** start Material shown **

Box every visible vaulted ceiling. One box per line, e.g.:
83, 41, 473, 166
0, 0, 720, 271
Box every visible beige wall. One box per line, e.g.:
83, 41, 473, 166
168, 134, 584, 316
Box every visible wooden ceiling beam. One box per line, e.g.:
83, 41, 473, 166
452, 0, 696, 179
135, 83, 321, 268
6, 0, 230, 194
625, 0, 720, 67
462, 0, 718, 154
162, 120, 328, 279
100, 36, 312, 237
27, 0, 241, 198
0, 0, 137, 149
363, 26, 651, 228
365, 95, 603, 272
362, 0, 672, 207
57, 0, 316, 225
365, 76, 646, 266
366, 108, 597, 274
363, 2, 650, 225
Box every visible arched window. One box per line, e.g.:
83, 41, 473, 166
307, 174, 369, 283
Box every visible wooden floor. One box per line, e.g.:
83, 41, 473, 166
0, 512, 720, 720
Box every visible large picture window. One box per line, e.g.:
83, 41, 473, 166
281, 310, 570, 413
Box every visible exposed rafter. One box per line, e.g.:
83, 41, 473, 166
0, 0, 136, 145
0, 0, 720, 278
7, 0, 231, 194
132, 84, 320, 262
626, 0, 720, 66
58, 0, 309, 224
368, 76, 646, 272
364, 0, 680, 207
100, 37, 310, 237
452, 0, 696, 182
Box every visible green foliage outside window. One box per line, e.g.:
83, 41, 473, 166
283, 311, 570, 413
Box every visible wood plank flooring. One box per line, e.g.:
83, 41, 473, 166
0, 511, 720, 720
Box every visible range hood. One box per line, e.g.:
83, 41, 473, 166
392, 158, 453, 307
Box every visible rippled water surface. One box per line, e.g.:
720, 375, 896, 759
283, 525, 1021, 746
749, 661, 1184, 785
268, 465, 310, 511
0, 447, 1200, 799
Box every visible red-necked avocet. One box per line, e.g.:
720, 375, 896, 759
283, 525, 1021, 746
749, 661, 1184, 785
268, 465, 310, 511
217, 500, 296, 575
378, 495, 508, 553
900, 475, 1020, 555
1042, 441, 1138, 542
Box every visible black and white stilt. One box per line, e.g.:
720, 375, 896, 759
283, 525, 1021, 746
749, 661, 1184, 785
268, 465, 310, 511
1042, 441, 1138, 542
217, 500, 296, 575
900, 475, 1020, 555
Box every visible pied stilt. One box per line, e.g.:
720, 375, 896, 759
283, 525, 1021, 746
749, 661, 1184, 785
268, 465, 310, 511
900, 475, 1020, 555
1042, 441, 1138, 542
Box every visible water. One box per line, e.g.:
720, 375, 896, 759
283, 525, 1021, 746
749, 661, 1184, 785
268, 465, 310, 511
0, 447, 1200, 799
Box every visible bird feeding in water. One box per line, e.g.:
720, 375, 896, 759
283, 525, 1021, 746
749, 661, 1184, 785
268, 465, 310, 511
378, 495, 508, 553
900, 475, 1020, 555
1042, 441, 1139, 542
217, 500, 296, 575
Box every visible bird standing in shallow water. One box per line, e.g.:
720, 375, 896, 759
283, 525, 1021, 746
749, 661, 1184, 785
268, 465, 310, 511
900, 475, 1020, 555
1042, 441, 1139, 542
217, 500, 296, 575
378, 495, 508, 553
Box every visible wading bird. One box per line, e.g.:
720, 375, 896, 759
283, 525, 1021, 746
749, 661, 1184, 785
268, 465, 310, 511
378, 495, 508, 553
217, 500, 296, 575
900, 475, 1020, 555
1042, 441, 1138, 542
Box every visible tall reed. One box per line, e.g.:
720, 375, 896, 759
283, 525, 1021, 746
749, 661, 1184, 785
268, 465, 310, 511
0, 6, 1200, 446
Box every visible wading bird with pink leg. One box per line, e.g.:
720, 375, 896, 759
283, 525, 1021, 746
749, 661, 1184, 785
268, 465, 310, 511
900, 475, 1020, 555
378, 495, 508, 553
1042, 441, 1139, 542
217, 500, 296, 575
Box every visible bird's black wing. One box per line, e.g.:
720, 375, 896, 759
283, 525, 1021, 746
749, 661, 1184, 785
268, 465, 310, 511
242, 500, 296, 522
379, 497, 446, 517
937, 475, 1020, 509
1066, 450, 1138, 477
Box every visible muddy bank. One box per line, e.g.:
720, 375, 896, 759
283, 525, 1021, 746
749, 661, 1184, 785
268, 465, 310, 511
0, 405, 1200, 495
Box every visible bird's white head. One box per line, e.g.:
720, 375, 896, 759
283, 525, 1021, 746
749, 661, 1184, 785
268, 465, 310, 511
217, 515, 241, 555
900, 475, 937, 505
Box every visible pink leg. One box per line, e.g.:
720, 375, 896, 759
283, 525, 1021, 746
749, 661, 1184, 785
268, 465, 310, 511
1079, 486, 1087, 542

** end Material shown **
** start Material shown **

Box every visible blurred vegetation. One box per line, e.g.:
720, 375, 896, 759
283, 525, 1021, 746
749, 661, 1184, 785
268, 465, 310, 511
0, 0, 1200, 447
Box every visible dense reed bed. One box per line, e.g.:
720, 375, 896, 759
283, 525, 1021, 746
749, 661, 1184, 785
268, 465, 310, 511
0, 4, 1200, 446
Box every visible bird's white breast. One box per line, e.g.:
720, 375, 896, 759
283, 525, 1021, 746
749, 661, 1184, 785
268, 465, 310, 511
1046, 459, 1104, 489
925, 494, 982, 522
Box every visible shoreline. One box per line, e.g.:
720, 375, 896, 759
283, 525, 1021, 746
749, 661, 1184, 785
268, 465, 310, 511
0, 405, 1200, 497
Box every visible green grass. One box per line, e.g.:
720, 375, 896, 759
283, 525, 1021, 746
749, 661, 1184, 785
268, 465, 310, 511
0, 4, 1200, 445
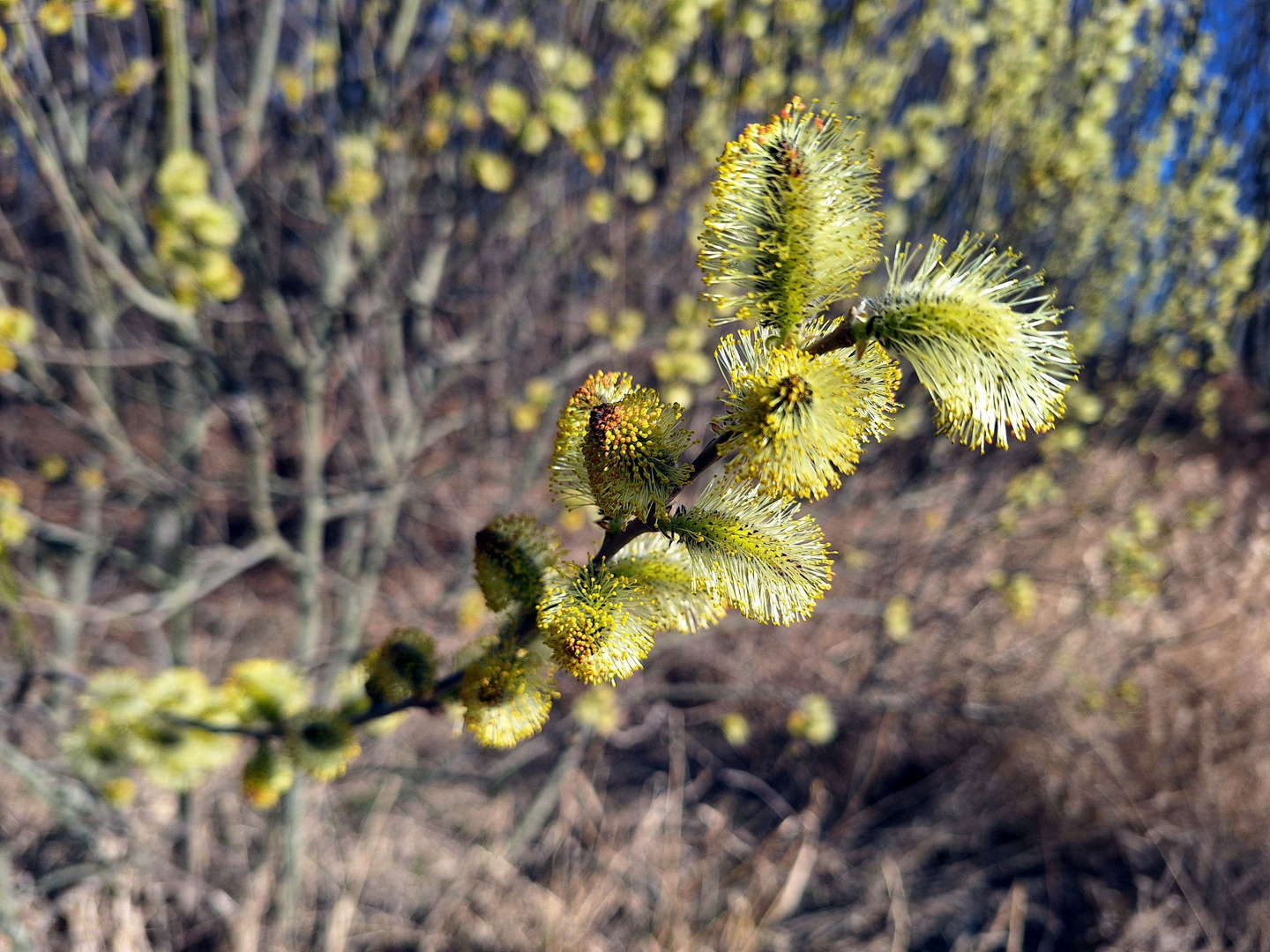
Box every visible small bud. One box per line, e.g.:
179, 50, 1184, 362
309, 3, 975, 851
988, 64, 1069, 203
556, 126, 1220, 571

** end Material shown **

Problem details - Rewrite the records from the line containing "Box every visible tall" down to the line containing "1079, 486, 1087, 542", shifting every coordinate in the answers up by 80 and leaving the requests and their sample coordinates unchanged.

The completed task -
Box every visible tall reed. One box per line, e.g.:
720, 375, 896, 759
283, 525, 1021, 746
749, 661, 1184, 785
268, 465, 310, 511
80, 86, 1280, 526
Box every visible wading bird with pink leg. One box per line, e.g.:
720, 375, 896, 759
283, 525, 1021, 746
749, 661, 1184, 785
268, 465, 310, 511
980, 555, 1100, 635
458, 575, 588, 633
1122, 521, 1219, 622
297, 580, 376, 655
Box every visible bird's black wing. One box per line, e.g.:
720, 375, 896, 759
283, 525, 1021, 746
749, 661, 1184, 785
268, 465, 310, 511
322, 580, 376, 602
459, 577, 526, 597
1017, 555, 1100, 589
1146, 530, 1218, 557
Box every visible muddy bank. One box per line, e.g.:
720, 375, 896, 759
283, 525, 1021, 746
749, 661, 1184, 785
268, 465, 310, 511
80, 485, 1280, 575
Box every visible bird's white head. One box per line, e.g.:
720, 375, 896, 759
283, 525, 1021, 746
749, 661, 1184, 785
268, 465, 310, 511
297, 595, 321, 635
980, 555, 1017, 585
Box every visible pink leg. One box per line, e.g.:
720, 375, 896, 759
283, 525, 1021, 746
749, 661, 1184, 785
268, 465, 310, 511
1159, 566, 1167, 622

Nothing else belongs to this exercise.